▸ WHAT THE EXERCISE ASKS
In the listing below, find each line containing "balls" and report it.

▸ INFORMATION SUPPLIED

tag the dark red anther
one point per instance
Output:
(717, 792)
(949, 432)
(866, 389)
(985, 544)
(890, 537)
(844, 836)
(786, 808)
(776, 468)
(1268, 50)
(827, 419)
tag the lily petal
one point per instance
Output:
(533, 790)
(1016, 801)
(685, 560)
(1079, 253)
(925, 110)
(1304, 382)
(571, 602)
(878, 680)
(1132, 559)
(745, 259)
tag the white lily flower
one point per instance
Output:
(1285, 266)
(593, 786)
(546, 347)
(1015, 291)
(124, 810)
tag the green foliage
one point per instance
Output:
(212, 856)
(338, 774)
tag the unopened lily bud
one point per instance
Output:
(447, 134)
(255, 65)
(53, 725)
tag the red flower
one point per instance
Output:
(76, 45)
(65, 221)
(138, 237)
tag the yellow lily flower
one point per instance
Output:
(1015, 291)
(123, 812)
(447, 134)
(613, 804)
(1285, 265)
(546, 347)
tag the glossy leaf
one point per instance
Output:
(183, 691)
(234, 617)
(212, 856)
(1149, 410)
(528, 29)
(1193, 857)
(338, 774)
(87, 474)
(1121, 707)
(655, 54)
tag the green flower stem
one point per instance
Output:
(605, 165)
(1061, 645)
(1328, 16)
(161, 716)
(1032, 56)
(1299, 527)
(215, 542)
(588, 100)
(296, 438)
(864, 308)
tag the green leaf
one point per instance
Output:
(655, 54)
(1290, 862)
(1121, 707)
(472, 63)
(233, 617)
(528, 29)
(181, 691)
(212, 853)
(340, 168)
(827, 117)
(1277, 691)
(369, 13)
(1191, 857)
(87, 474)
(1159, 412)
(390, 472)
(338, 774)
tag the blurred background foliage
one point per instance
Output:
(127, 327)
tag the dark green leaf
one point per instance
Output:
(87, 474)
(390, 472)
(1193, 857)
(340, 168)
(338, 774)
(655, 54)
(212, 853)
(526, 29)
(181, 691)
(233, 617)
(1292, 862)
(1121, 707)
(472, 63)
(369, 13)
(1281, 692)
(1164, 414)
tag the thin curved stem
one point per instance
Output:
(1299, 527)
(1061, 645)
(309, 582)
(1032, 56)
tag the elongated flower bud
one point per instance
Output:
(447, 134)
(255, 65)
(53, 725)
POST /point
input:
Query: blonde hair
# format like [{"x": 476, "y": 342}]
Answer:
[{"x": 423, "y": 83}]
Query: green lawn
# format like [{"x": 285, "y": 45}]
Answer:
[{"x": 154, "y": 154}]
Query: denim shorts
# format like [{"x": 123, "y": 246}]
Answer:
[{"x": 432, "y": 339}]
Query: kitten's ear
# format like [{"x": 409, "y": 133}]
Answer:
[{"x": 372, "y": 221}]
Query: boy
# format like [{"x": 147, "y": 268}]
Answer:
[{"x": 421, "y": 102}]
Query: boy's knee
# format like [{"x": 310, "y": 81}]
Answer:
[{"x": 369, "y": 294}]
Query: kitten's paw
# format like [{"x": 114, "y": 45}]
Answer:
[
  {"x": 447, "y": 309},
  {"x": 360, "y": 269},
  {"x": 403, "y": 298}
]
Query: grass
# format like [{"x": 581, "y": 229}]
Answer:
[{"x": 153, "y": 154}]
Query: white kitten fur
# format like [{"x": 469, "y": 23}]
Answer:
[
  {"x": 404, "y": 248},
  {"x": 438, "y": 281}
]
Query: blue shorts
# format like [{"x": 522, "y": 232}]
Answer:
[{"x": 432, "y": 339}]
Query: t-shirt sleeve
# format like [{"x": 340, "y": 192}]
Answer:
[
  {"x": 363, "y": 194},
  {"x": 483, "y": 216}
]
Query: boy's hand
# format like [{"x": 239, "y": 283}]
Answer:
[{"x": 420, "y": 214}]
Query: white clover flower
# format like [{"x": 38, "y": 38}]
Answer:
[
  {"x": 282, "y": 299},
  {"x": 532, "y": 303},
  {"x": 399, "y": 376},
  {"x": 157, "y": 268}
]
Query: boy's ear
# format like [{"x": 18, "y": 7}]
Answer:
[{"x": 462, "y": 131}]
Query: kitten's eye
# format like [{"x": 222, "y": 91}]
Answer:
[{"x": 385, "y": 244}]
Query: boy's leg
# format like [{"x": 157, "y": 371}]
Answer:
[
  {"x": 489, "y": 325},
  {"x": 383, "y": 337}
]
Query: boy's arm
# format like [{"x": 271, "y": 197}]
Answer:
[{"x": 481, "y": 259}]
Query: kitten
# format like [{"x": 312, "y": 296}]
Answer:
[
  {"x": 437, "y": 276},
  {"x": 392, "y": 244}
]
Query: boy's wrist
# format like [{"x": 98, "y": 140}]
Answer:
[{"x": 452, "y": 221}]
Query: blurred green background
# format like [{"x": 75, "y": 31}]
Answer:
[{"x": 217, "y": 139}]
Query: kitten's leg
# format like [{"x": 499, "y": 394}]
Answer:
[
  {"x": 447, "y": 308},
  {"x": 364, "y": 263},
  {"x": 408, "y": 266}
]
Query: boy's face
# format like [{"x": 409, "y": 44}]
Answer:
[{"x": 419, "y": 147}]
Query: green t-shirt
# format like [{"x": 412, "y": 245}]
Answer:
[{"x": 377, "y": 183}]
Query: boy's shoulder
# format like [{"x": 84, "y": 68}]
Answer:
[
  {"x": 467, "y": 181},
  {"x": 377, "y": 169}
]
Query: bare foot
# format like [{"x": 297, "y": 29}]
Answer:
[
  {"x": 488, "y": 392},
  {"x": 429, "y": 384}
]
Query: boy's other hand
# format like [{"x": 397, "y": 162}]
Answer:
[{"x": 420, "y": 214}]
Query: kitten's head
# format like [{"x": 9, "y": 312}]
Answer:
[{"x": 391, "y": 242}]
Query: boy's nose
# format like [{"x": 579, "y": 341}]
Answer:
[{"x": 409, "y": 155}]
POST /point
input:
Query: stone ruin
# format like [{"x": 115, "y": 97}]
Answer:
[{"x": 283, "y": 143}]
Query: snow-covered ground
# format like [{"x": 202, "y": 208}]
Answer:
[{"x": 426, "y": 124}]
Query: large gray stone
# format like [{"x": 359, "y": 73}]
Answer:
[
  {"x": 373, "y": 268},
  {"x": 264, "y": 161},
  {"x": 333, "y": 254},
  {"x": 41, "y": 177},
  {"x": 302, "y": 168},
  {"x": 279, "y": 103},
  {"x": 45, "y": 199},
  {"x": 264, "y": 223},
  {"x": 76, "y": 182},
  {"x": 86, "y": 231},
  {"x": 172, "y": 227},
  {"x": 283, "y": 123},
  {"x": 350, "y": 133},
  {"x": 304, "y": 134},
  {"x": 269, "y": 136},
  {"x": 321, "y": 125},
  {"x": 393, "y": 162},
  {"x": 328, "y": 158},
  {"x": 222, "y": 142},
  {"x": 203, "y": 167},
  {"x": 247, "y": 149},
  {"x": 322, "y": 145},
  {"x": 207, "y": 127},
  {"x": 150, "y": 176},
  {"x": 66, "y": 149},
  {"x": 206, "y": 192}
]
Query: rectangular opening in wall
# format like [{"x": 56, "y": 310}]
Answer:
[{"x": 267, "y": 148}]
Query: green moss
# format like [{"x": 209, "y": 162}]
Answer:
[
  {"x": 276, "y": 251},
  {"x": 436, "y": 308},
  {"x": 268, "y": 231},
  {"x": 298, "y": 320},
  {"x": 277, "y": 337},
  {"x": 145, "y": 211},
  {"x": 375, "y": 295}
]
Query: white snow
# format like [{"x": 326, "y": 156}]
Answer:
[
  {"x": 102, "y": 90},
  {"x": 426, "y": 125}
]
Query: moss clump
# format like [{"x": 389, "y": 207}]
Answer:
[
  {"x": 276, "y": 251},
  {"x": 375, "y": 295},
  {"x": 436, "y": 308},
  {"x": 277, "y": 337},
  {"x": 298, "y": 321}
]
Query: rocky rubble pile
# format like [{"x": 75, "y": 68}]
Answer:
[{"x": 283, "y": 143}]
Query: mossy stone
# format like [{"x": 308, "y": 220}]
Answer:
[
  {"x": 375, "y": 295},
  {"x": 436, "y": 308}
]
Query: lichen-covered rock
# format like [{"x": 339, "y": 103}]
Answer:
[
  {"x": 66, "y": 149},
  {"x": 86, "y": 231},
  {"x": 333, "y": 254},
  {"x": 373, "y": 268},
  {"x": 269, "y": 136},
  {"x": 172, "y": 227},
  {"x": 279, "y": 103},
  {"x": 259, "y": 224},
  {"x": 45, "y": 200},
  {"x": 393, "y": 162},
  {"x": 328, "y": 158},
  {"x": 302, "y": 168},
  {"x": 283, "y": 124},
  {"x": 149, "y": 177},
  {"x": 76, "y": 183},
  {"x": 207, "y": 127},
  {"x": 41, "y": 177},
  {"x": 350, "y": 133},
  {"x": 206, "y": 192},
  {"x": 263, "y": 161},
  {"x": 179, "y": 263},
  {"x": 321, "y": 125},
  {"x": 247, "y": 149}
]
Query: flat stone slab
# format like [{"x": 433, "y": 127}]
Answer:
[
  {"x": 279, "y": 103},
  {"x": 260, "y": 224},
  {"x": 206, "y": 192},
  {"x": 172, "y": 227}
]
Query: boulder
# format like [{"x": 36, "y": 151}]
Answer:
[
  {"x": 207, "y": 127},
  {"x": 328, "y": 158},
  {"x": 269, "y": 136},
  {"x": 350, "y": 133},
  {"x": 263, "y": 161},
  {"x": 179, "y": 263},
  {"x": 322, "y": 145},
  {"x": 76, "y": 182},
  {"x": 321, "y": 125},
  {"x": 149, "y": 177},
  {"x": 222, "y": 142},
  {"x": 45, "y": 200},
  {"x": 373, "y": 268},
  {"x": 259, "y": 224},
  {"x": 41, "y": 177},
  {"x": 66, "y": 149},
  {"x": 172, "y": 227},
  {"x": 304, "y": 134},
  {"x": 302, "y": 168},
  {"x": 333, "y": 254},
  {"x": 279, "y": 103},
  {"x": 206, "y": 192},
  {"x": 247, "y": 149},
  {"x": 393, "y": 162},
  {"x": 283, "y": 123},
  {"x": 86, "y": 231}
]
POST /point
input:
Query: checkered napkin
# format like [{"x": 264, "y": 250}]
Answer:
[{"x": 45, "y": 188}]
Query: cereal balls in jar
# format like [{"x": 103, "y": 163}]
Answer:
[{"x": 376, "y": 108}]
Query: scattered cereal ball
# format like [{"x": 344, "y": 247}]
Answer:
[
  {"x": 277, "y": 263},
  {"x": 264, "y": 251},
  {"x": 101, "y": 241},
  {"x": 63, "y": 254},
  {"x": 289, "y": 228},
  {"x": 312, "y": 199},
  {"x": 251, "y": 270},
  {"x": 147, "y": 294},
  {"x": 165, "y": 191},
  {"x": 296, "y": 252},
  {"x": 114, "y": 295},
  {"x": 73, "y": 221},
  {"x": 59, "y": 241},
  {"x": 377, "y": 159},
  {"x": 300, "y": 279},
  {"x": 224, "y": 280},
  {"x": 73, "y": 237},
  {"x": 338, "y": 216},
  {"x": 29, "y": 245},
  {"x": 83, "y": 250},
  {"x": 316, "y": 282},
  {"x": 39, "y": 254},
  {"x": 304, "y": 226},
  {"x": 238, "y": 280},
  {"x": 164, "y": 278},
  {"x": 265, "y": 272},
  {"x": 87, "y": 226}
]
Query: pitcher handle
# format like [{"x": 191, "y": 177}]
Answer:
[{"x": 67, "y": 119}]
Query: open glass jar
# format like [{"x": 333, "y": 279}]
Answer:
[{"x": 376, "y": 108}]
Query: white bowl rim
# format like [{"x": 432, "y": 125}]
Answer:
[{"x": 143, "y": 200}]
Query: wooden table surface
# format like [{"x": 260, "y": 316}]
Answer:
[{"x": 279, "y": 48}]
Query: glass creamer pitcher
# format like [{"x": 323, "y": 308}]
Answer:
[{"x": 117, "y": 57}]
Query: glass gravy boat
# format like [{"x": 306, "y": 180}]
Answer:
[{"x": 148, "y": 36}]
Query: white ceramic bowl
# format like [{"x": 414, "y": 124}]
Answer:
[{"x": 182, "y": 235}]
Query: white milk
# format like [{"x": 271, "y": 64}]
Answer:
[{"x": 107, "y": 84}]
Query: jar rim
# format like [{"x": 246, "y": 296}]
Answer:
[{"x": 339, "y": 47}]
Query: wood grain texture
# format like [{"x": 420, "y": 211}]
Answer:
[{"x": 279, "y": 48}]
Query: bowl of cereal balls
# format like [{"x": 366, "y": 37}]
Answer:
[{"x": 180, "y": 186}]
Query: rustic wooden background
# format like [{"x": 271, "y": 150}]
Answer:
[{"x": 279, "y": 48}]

▸ RESULT
Query: cereal balls in jar
Query: bowl of cereal balls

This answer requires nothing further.